◆ STATED PROBLEM ◆
Leave out the pictures and copy everything else in the entries exactly.

-- begin ROWS --

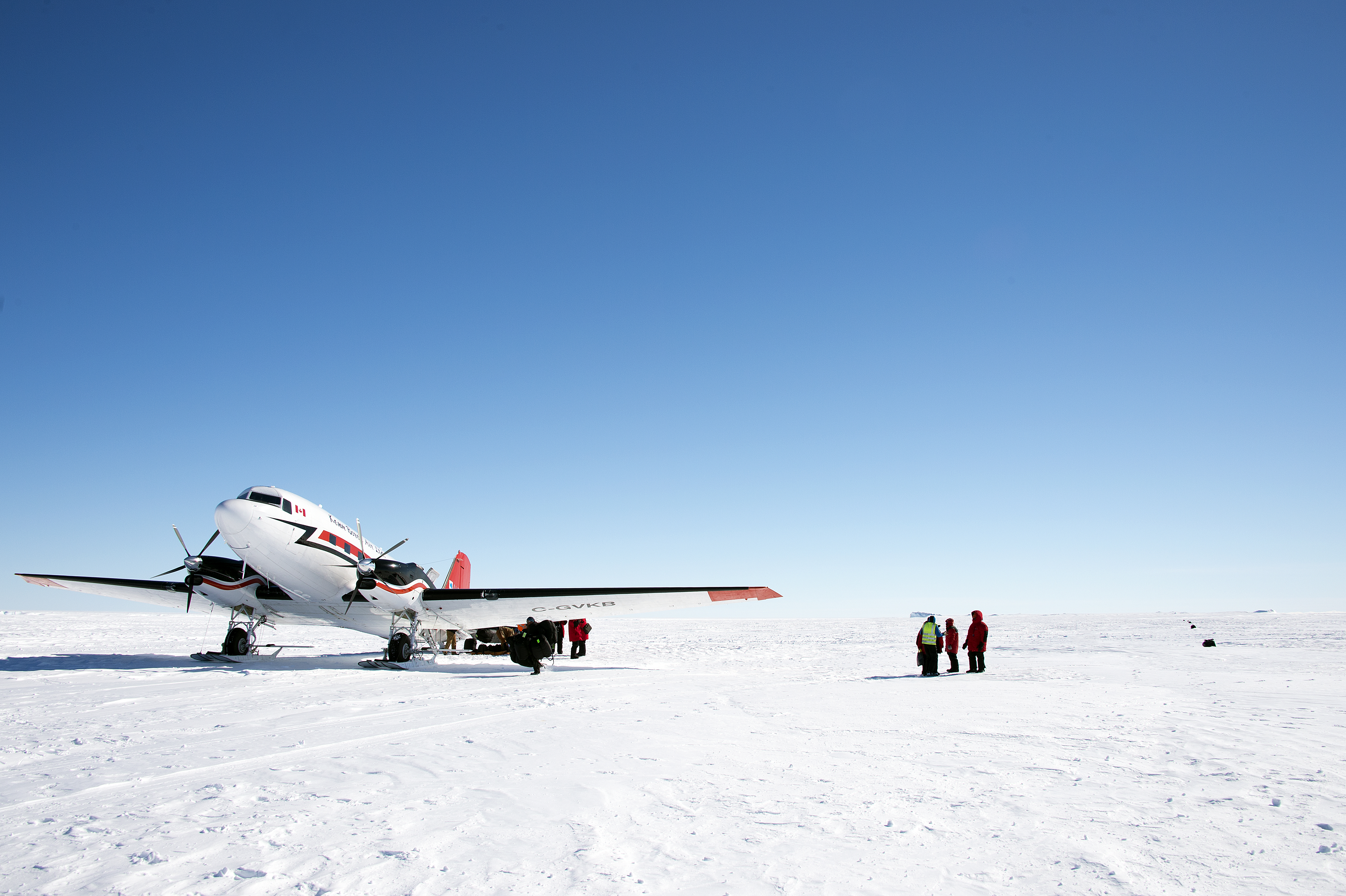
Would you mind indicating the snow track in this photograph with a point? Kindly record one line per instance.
(1097, 755)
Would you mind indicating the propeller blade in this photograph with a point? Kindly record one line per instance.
(392, 549)
(181, 543)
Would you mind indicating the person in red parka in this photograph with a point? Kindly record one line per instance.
(579, 632)
(951, 643)
(976, 643)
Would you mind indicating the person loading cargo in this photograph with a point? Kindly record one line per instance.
(579, 630)
(931, 643)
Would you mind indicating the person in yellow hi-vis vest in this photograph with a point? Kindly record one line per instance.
(931, 643)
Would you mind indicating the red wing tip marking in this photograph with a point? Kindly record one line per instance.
(40, 580)
(761, 594)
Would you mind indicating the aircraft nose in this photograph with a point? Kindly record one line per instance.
(232, 517)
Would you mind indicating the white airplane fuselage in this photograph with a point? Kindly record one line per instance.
(303, 566)
(306, 551)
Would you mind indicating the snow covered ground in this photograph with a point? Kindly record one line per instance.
(1100, 754)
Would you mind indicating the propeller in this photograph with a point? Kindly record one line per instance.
(192, 564)
(364, 566)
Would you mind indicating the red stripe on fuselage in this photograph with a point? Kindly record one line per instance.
(403, 591)
(222, 586)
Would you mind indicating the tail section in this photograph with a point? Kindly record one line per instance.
(461, 574)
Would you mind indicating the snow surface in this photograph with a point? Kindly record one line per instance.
(1099, 754)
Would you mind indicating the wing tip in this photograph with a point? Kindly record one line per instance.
(40, 580)
(746, 594)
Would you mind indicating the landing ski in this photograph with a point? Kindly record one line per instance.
(213, 657)
(382, 664)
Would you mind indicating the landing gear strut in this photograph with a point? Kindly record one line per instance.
(402, 637)
(236, 642)
(241, 638)
(400, 648)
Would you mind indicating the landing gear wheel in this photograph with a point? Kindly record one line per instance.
(400, 648)
(236, 642)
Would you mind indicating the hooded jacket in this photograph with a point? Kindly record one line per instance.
(939, 637)
(978, 633)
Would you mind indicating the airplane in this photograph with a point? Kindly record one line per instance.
(298, 564)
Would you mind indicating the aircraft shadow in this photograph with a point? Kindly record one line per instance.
(68, 662)
(129, 662)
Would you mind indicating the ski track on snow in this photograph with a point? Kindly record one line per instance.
(1100, 754)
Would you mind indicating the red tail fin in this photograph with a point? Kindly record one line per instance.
(461, 574)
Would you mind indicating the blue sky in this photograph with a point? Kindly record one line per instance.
(1024, 307)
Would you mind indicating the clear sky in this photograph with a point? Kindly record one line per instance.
(1030, 307)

-- end ROWS --

◆ ANSWER TO THE PROBLEM ◆
Would you mind indicating the snow track in this photograph with a point? Kindly record one line per instance.
(1097, 755)
Would you mind indicating the propeller blade in this photograph with a point? Kindly record one line per instance.
(392, 549)
(181, 543)
Would you mind indicating the person in red parka in this photograph with a point? Kindly record one line per instance.
(579, 632)
(951, 643)
(976, 643)
Would you mind indicating the person loading cargo in this photograph with a point? Kindly record one line per instance.
(579, 630)
(931, 643)
Would you mind indicating the person in yellow hi-vis vest in this photograph with a point? Kindly record one line per instance.
(931, 643)
Would you mind indicating the red wing tip marking in this photograph with a point? Kindly record one line per instance.
(40, 580)
(761, 594)
Would you mind indicating the aircraft nose in this photograph with a point? Kindly record one line per instance.
(232, 517)
Would you mind indicating the white airplane fuselage in this photograph with a point? Kindly record one line per instance.
(303, 566)
(306, 551)
Would you mind indicating the snow covered ground in this photograph with a point? Kindly record one line per instance.
(1100, 754)
Would you mind indicating the propeller in this photograph with a point? Kindly record one line per instance.
(192, 564)
(364, 566)
Would you mind indicating the red stripe on fuselage in this photograph with a point? Kindly record one line per instance.
(403, 591)
(222, 586)
Would you mind indicating the tail section in this photograph with a point? Kindly record one line per instance.
(461, 574)
Would you mind indicating the snow surface in this photograph with a point? Kindly record one line per instance.
(1099, 754)
Would you mind indicating the wing tip in this photograph with a point? Kindly record one line per instance.
(40, 580)
(746, 594)
Would you mind indicating the landing ski in this photograph with a point? Kindly record one line per instance.
(213, 657)
(382, 664)
Would you mind indicating the landing gear strut in this photograph with a point? Kindly record one line per instance.
(402, 637)
(236, 642)
(241, 638)
(400, 648)
Would you mind indicating the landing gear wheel in this photograph with a point? Kindly record one line per instance.
(400, 648)
(236, 642)
Would you mind indicating the hooded jacket in this photograph with a point? Kindly record one line per instance.
(939, 637)
(978, 633)
Would you mind indicating the airplane in this photograph with a point? Kindly record one line per instance.
(298, 564)
Would you mind indicating the aircraft shadow in this photograph with a point? Kindly record one line per instance.
(68, 662)
(129, 662)
Would you mind indicating the ski track on snow in this photograph with a point? Kindly record one line per instance.
(1100, 754)
Would you mind indicating the red tail fin in this photograph with a point? Kindly record one line per instance.
(461, 574)
Would you mind indicating the blue sky in this photograph with a point? Kindly record one line per instance.
(1024, 307)
Would you mind indicating the clear sky in this photograph with a point? Kindly record one line per instance.
(1030, 307)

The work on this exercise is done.